Wyodrębniony materiał>

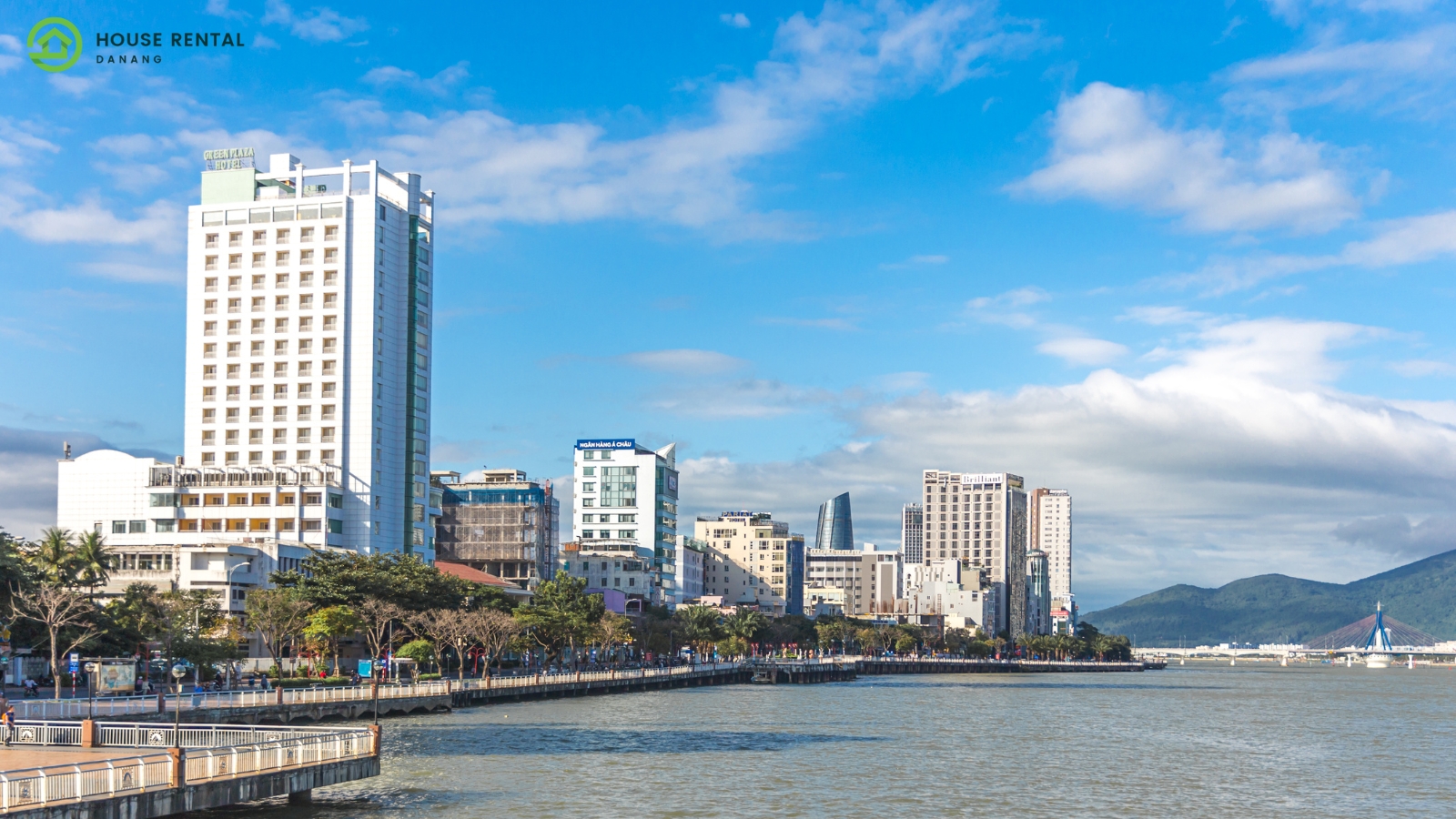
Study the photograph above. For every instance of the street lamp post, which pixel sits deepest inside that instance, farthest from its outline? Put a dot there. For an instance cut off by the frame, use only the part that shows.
(178, 672)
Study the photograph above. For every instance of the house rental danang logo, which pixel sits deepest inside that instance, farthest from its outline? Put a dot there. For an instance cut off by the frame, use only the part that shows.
(55, 44)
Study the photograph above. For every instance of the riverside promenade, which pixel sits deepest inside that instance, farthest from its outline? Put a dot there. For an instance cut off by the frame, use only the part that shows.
(94, 770)
(361, 703)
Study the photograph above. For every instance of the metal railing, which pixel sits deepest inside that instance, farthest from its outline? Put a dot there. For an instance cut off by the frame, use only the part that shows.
(255, 698)
(35, 787)
(293, 753)
(210, 753)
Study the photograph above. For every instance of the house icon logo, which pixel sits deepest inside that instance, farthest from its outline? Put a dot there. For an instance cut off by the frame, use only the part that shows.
(55, 44)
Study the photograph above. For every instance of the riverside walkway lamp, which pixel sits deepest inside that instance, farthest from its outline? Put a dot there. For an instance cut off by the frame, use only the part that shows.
(178, 672)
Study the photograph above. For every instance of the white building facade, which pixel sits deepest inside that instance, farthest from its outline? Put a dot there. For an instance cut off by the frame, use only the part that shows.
(1052, 532)
(628, 494)
(309, 341)
(980, 518)
(912, 533)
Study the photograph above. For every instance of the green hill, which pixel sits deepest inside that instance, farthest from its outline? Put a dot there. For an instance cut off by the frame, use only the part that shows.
(1273, 608)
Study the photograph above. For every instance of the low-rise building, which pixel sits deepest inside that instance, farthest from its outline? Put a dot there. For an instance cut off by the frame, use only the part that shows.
(623, 566)
(752, 560)
(500, 523)
(951, 591)
(870, 581)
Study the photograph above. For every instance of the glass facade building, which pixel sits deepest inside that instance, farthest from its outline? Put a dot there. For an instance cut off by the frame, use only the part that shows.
(836, 530)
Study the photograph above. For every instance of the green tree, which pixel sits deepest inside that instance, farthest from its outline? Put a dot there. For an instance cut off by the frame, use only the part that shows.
(701, 627)
(747, 625)
(91, 561)
(334, 579)
(331, 625)
(69, 622)
(55, 557)
(561, 615)
(278, 615)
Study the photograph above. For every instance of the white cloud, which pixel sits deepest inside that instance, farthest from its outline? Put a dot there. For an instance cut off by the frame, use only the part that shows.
(1164, 315)
(157, 227)
(320, 25)
(1417, 369)
(1410, 72)
(439, 85)
(684, 361)
(688, 172)
(1079, 350)
(1407, 241)
(1237, 458)
(1110, 147)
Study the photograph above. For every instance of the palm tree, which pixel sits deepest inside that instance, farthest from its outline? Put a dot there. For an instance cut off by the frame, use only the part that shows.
(746, 624)
(92, 561)
(55, 557)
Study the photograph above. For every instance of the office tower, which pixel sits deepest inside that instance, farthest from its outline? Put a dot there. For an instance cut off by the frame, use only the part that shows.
(1050, 521)
(625, 496)
(309, 343)
(501, 523)
(836, 528)
(753, 560)
(982, 521)
(912, 533)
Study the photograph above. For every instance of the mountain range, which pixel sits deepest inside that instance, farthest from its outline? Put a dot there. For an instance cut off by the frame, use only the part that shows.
(1274, 608)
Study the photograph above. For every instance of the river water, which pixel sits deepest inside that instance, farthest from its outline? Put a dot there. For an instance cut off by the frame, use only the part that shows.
(1196, 741)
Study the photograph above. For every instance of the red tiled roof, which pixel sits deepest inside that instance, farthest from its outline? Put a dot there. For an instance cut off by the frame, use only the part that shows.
(472, 574)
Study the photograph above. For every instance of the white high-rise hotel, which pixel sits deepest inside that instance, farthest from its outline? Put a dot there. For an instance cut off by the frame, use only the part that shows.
(308, 339)
(309, 344)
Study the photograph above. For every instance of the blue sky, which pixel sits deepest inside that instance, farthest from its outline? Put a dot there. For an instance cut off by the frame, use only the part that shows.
(1190, 261)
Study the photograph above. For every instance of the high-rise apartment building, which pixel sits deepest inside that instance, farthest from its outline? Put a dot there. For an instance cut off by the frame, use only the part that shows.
(980, 518)
(1052, 532)
(501, 523)
(836, 525)
(912, 533)
(628, 494)
(753, 560)
(309, 341)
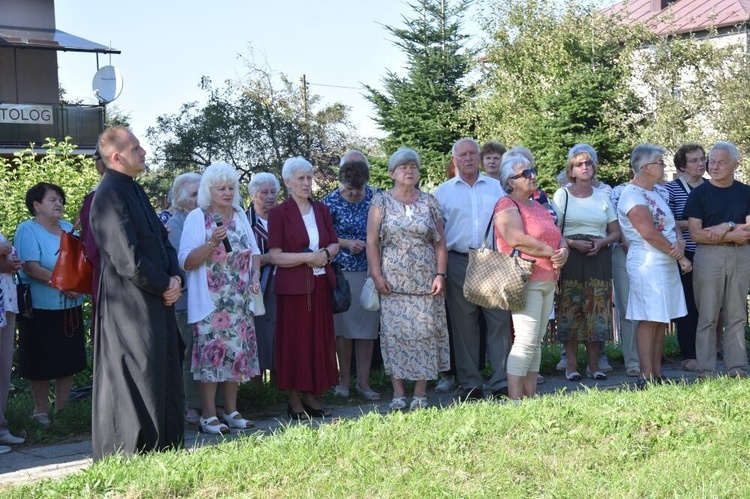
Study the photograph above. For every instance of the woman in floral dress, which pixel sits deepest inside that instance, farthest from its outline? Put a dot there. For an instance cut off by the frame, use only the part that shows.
(219, 284)
(410, 277)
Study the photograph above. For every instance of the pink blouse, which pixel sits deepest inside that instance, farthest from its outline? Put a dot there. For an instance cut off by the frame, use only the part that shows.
(539, 224)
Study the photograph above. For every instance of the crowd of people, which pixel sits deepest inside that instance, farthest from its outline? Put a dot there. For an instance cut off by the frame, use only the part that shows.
(206, 295)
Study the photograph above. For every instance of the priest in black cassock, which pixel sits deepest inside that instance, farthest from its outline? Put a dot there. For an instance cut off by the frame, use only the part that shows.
(137, 397)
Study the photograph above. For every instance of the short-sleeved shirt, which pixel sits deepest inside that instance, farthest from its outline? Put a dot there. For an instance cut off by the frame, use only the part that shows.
(662, 216)
(350, 222)
(36, 244)
(539, 224)
(717, 205)
(588, 216)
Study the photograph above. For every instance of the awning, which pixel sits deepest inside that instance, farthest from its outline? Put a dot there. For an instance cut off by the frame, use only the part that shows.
(48, 39)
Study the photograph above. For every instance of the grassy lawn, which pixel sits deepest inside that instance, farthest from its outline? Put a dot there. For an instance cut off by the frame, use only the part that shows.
(674, 440)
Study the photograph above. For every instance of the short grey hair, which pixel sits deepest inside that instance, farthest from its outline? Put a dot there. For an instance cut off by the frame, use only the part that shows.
(403, 156)
(508, 169)
(520, 150)
(461, 141)
(218, 174)
(728, 147)
(644, 154)
(295, 165)
(353, 152)
(259, 179)
(179, 189)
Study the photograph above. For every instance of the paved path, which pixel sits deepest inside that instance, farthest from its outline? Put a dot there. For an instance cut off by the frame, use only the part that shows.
(31, 463)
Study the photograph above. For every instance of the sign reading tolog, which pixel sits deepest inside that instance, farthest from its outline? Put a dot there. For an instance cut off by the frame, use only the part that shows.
(26, 114)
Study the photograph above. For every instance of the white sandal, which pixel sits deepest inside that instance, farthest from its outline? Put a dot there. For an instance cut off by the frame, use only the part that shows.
(214, 429)
(233, 422)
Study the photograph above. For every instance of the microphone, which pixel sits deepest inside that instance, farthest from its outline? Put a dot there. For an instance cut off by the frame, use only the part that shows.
(219, 223)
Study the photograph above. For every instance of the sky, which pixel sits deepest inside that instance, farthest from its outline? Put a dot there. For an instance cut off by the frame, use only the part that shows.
(168, 46)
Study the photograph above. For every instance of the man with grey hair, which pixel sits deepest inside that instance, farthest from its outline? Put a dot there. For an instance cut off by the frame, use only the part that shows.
(467, 202)
(718, 213)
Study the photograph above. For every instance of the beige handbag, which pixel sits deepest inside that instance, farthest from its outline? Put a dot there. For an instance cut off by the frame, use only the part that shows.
(495, 279)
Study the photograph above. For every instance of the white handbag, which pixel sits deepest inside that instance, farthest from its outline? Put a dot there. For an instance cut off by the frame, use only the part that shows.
(369, 297)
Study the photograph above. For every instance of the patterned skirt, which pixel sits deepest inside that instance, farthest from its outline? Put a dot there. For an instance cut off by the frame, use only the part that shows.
(584, 310)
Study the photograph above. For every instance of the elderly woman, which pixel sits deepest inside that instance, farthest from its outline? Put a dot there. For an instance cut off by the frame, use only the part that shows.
(589, 225)
(218, 251)
(356, 327)
(690, 161)
(264, 191)
(184, 200)
(51, 344)
(524, 224)
(656, 295)
(9, 265)
(407, 258)
(302, 243)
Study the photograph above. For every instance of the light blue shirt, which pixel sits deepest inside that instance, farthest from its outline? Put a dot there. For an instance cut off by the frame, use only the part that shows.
(36, 244)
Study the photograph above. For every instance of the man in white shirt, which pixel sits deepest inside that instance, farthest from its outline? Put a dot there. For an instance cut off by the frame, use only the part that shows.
(467, 202)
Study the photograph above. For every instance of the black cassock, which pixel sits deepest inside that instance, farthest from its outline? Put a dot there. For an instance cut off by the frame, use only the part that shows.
(137, 397)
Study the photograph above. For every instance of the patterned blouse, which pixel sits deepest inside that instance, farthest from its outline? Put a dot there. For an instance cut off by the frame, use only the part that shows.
(350, 222)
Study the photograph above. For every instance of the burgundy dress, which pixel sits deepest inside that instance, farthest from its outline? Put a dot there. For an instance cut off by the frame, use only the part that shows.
(305, 340)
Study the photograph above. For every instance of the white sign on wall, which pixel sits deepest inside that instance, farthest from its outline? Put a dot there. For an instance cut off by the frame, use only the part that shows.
(26, 114)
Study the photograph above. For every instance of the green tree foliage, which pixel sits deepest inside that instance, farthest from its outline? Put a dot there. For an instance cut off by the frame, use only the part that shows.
(58, 165)
(557, 73)
(254, 123)
(422, 109)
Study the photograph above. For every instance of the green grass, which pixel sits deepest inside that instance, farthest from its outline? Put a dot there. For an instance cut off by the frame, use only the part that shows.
(675, 440)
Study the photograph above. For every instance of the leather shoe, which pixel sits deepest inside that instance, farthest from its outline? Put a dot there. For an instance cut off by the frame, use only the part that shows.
(471, 394)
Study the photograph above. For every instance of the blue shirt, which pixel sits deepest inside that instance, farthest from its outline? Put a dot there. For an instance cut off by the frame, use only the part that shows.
(350, 222)
(36, 244)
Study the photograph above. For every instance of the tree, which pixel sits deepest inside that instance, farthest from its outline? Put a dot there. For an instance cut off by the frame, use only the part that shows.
(422, 110)
(557, 73)
(58, 165)
(253, 123)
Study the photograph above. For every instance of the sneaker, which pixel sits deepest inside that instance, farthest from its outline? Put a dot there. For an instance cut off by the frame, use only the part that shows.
(446, 384)
(7, 438)
(563, 364)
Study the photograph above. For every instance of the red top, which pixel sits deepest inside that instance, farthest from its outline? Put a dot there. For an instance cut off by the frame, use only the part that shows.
(539, 224)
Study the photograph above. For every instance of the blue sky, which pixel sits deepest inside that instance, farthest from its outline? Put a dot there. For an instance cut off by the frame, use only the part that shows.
(167, 47)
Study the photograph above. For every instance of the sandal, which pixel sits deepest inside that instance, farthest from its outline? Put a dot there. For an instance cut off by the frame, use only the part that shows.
(418, 403)
(397, 404)
(596, 375)
(207, 426)
(42, 418)
(235, 420)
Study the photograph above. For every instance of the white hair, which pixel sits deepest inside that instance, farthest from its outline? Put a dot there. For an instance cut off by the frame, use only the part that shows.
(218, 174)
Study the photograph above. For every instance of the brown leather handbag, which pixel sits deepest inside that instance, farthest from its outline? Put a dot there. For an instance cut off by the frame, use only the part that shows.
(73, 271)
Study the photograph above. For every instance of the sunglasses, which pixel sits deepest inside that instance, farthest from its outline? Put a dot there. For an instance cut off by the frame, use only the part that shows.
(525, 174)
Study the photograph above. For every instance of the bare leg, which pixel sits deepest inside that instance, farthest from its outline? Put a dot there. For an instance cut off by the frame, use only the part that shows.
(363, 351)
(40, 392)
(344, 353)
(62, 391)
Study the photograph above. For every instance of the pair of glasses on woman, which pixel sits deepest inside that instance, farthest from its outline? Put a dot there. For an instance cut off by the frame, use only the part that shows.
(525, 174)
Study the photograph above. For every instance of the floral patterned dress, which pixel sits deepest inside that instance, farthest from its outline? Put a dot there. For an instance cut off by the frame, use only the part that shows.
(225, 347)
(413, 328)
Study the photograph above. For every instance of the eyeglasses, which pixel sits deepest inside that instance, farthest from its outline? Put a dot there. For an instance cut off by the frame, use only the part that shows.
(525, 174)
(660, 163)
(581, 164)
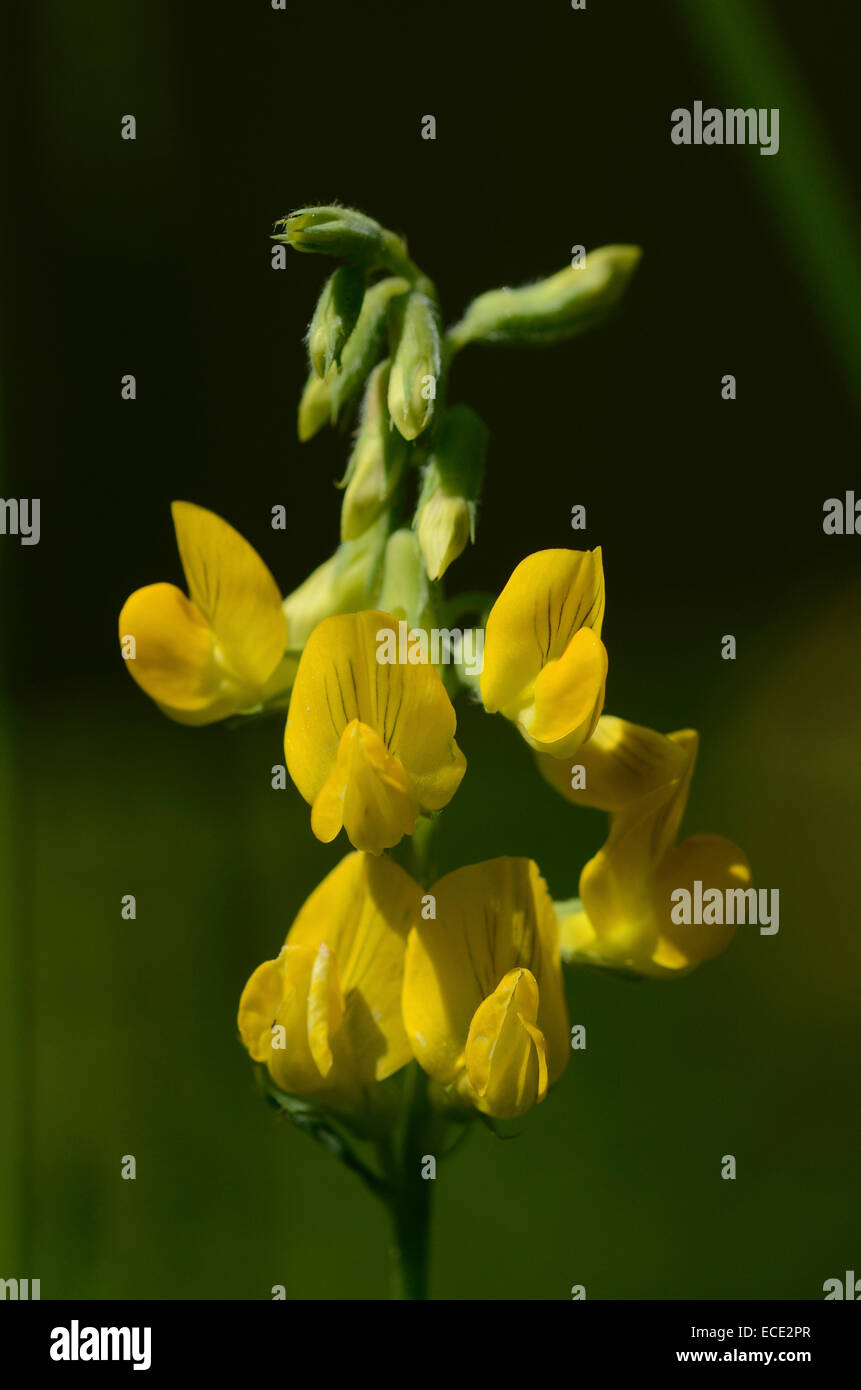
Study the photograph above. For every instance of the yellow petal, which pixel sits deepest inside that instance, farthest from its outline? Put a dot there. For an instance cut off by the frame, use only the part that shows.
(505, 1051)
(491, 918)
(717, 863)
(550, 597)
(274, 1020)
(616, 884)
(234, 591)
(621, 762)
(174, 659)
(366, 792)
(568, 698)
(340, 681)
(324, 1008)
(362, 912)
(258, 1008)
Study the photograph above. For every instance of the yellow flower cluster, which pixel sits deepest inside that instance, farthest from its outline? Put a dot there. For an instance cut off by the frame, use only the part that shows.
(465, 975)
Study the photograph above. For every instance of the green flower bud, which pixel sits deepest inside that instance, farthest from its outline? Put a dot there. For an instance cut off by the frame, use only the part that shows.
(405, 591)
(345, 583)
(554, 309)
(416, 364)
(363, 345)
(451, 483)
(315, 407)
(334, 317)
(341, 231)
(376, 463)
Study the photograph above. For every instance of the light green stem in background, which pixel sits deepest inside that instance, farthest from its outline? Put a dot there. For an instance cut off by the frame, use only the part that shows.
(744, 49)
(411, 1197)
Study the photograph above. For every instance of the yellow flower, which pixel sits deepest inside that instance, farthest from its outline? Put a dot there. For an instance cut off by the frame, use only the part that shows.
(625, 891)
(369, 745)
(619, 763)
(544, 660)
(483, 997)
(219, 651)
(326, 1016)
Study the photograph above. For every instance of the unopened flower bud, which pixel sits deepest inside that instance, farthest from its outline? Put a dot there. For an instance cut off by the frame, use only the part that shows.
(334, 317)
(416, 366)
(315, 407)
(363, 345)
(345, 583)
(376, 463)
(341, 231)
(445, 514)
(562, 306)
(405, 591)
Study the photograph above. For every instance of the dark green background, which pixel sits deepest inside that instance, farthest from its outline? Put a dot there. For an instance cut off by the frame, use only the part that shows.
(152, 257)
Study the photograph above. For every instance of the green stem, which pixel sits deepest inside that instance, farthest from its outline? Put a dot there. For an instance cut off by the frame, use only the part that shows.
(411, 1201)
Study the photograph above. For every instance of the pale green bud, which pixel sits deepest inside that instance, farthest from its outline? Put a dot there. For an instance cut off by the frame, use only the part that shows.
(451, 483)
(365, 344)
(405, 591)
(376, 463)
(334, 317)
(342, 232)
(562, 306)
(416, 364)
(345, 583)
(315, 407)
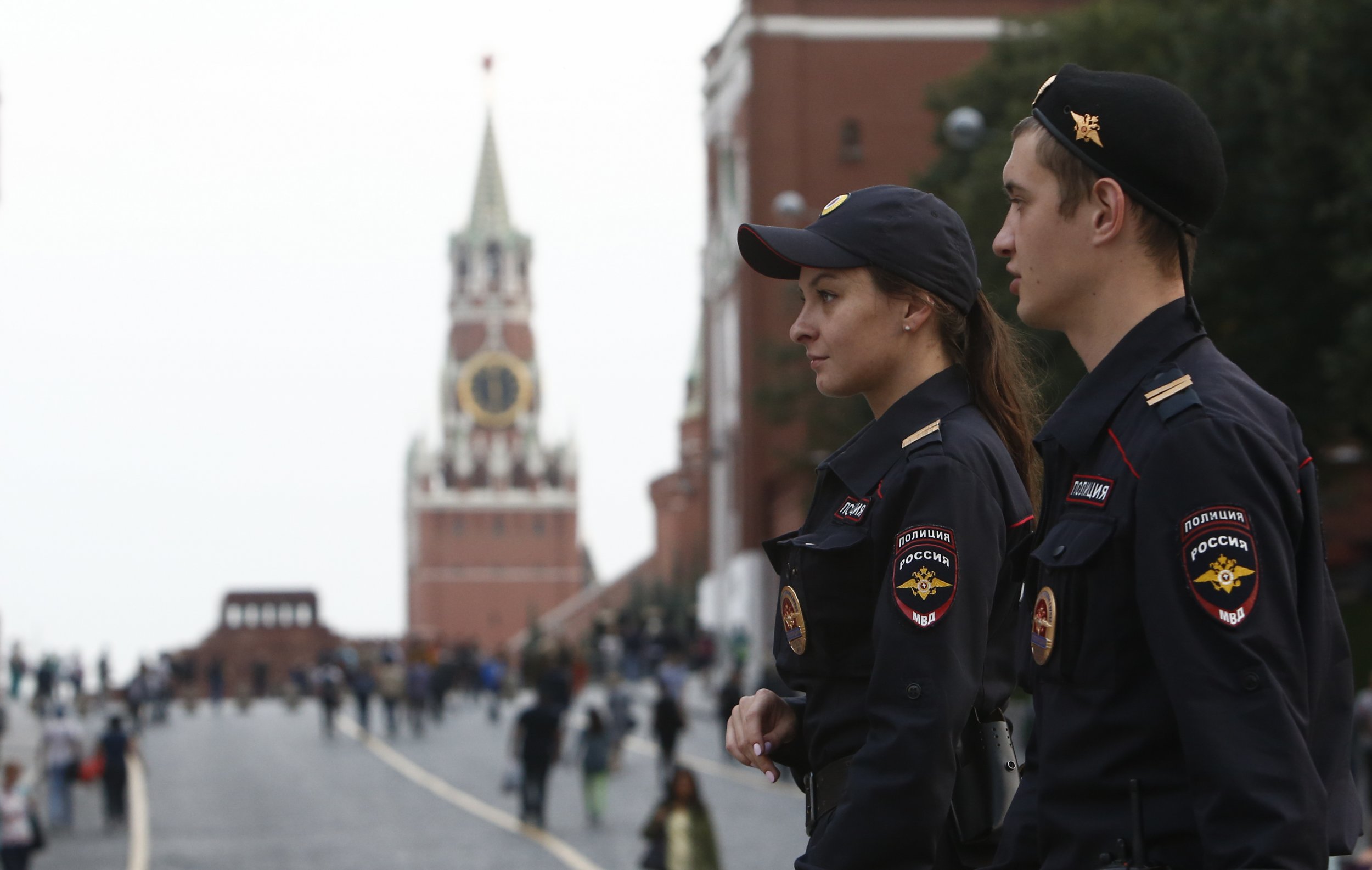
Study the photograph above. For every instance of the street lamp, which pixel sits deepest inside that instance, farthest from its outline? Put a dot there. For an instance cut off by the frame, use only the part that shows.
(964, 128)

Krótkie polecenie>
W fragmencie rekordów, który zaczyna się wierszem zawierającym "the house rental", a kończy wierszem zawierającym "(1273, 608)", przemianuj "riverside promenade" na "waterfront promenade". Podaj tylko ten fragment, z obydwoma wierszami granicznymi i bez innych zmian.

Wynik poniżej>
Study the photograph above. For every instance of the house rental danang logo, which pixel sits deepest inside that instance, farthest from its outline? Put a dot there. For an instance cut off by the frame, use only the part that shows.
(55, 44)
Study the photograph above. For every instance of the waterfront promenade, which pixel sits deepest inside that instance, farthest from its outline? Put a dot there. For an instance cut off by the frame, use only the part that shows.
(94, 770)
(361, 703)
Study the photograph above. For every instance of the metal railing, which pixel sits deepest inside that instance, farthest from its outline? Put a dot there. For an instance cut off by the frame, use only the part that shows.
(255, 698)
(35, 787)
(293, 753)
(210, 753)
Study the photograph above. For every instance of the house icon logo, which pixel sits deepest inside that instance, farthest from its outline? Put a dot there. For an instance cut off by the frame, use only the part that shows.
(55, 44)
Study the photograph above. For every instance of the riverside walkway lamp, which pixel sits deepest inside that instance, farthest from its outline? Put a dot there. For an instance cut off by the frame, use only the part that shows.
(178, 672)
Study the photograph above. For every instance of the white building facade, which pixel sits deepest inside that instance, farthest from its outline? Put a dot there. For an instance cut off by the frame, use only the part that shows.
(1052, 532)
(628, 494)
(309, 341)
(980, 518)
(912, 533)
Study the photograph above. For every instance of the green hill, which pixel sits deepest inside that instance, farthest from its outline? Put a dot there. For an instance cut off by the frame, use only the part that shows.
(1273, 608)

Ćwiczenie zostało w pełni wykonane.